*Exercise prompt:*
Could you lay out every line of the listing below as a numbered list, skipping blank lines and leaving out the pictures?
━━━━━━━━━━━━━━━━━━━━
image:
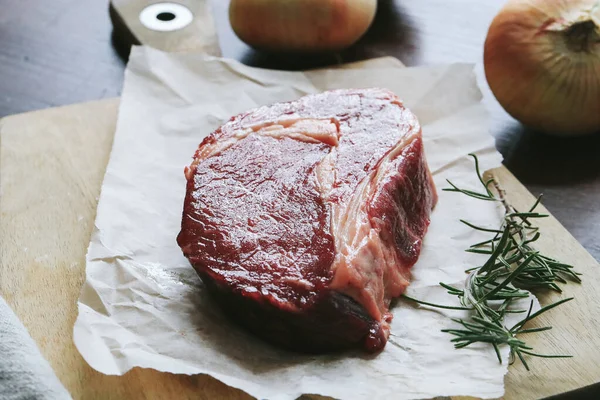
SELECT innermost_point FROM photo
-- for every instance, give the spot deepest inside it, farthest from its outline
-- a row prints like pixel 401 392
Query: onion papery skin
━━━━━━━━━━━━━━━━━━━━
*Completed task:*
1. image:
2. SELECT innermost_point FROM photo
3. -- for every instance, give the spot deepest inside it, farthest from its outline
4. -- a row prints like pixel 401 392
5. Query: onion papery skin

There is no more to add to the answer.